Friday, December 2, 2011

Bicycletiquette #2

Dear Jasper,

So there’s this guy I sometimes cycle with, more of an acquaintance than a friend, and he always wears these old spandex riding shorts which he’s probably had since 1993. Thing is, these shorts are wearing thin along the centre seam at the back, and the lycra there has become pretty much see-through. To be clear: his nether region is clearly visible through the disintegrating fabric of the shorts!  I don’t think he knows this. But he needs to. How can I let him know without embarrassing him or creating an awkward scene?


Bothered by Crack

Dear BBC,

One of the greatest pleasures of cycling is the unparalleled views of Nature the saddle provides: soaring mountain vistas, vast undulating wheatfields, rugged misty coastlines. Or at least it should be. What your disturbing letter describes, BBC, is an affront (or should I say an arrear?) to this sacred aspect of the cycling experience. Although cycling does sometimes offer a chilling prospect of the more ominous side of Nature’s works (think of riding through a storm, no shelter in sight), the particular dark valley, the wild crevasse you have been exposed to while riding with this poor fellow is an abomination both to Nature and to the gentleman rider’s eyes. It is more obscene than sublime. I shiver at the thought.

Look, BBC, lycra (aka spandex), the so-called “wonder fabric,” is great for cycling, many would argue. But with wearing lycra comes great responsibility. It is an unforgiving, impossibly thin material to begin with, best suited to bodies of the young and fit. It behooves any wearer of lycra in public to perform an at least occasional, simple once-over of all seams and sensitive areas. Alas, too many lycra devotees don the shorts without putting in the due diligence.

In my youth, BBC, we didn’t have such problems. We had our own version of lycra; it was called tweed. The material was a bit heavy, but it was solid. Sure, the shorts were itchy at first, but after the first 50 miles we hardly noticed the rash at all. Our tweed trousers built character; lycra, like so much in modern life, breeds laziness.

________________________________________

**Work to do:**
a) List the views of Nature that the cycling advice column says the saddle provides.
b) In the entries, copy the lines starting with the line that contains "Reviewer note: check that each instance of the dirt" and running through the final line of the entries, both ends included.
The cycling advice column and the entries that follow have no connection to each other.

________________________________________

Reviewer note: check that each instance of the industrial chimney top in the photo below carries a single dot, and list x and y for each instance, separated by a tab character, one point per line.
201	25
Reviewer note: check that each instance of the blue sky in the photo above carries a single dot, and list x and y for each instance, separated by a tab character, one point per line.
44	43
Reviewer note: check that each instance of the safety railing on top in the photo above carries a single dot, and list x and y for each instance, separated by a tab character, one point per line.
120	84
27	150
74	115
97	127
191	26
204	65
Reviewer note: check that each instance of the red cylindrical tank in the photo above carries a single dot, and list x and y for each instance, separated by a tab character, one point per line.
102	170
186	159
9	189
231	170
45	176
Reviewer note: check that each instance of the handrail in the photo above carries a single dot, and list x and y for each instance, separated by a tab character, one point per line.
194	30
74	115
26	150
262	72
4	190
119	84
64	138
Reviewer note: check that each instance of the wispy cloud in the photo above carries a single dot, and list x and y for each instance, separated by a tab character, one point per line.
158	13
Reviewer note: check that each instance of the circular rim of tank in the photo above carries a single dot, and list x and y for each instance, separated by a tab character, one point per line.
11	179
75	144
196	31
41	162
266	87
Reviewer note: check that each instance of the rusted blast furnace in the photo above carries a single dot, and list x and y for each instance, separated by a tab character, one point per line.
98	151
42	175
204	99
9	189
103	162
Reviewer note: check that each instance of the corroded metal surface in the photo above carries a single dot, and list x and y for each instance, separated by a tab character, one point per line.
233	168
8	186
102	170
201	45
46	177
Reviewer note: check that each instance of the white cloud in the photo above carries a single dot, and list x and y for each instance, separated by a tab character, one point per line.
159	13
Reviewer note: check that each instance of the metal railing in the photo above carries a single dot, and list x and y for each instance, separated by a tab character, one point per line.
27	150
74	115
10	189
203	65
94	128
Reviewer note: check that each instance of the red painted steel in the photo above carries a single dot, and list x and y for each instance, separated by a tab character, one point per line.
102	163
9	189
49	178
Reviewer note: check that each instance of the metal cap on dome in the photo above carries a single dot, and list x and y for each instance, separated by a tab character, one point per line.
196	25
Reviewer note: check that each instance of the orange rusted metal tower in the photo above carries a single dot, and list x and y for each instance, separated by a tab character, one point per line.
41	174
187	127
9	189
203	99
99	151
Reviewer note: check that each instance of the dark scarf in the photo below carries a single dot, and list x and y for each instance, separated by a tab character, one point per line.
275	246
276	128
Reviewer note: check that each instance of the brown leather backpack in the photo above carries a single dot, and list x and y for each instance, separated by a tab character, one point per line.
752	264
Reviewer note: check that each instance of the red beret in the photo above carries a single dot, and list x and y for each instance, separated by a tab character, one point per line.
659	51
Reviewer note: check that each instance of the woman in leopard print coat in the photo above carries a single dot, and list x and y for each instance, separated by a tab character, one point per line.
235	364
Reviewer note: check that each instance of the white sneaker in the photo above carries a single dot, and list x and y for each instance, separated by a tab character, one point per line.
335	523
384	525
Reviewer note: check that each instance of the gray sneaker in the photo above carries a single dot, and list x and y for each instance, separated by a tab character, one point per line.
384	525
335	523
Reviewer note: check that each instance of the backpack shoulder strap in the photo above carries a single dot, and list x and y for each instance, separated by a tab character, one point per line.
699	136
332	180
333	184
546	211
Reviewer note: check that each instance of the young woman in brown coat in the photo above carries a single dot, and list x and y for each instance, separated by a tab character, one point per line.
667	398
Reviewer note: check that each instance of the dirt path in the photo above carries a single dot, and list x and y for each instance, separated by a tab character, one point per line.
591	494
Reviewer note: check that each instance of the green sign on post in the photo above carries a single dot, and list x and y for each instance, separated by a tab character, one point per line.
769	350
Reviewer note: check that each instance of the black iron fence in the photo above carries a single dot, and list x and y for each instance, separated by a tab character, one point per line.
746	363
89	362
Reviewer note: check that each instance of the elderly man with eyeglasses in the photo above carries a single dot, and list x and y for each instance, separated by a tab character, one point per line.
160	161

________________________________________

**Solved problems:**
a)
soaring mountain vistas
vast undulating wheatfields
rugged misty coastlines

b)
Reviewer note: check that each instance of the dirt path in the photo above carries a single dot, and list x and y for each instance, separated by a tab character, one point per line.
591	494
Reviewer note: check that each instance of the green sign on post in the photo above carries a single dot, and list x and y for each instance, separated by a tab character, one point per line.
769	350
Reviewer note: check that each instance of the black iron fence in the photo above carries a single dot, and list x and y for each instance, separated by a tab character, one point per line.
746	363
89	362
Reviewer note: check that each instance of the elderly man with eyeglasses in the photo above carries a single dot, and list x and y for each instance, separated by a tab character, one point per line.
160	161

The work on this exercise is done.